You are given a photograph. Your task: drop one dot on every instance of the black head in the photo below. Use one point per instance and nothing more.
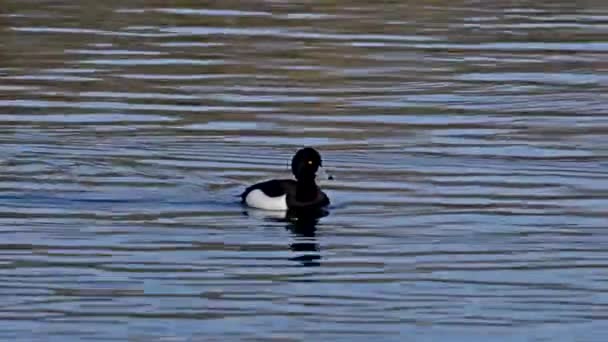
(305, 163)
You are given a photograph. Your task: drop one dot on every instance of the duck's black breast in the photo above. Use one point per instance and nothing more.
(272, 188)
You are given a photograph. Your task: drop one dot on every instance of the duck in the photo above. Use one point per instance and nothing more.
(289, 194)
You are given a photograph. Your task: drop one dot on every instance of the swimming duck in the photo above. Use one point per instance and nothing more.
(289, 194)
____
Write out all the records again, requests included, and increase every point coordinate in the answers by 91. Leave the pictures out.

You are given a photograph. Your task: drop one dot on every instance of the black head in the photo below. Use one point per instance and nothing more.
(396, 254)
You are given a photograph. Your task: drop one dot on every instance of the duck's black breast in the photo above. Use one point per instance and nothing more.
(363, 279)
You are given a photograph. Your task: drop one dot on every instance of the duck in the photo above. Use one point per instance and nothing more.
(380, 285)
You are given a photograph. Your task: drop one dot on every instance of the swimming duck in the photo above. Use one point per instance and nothing more.
(380, 285)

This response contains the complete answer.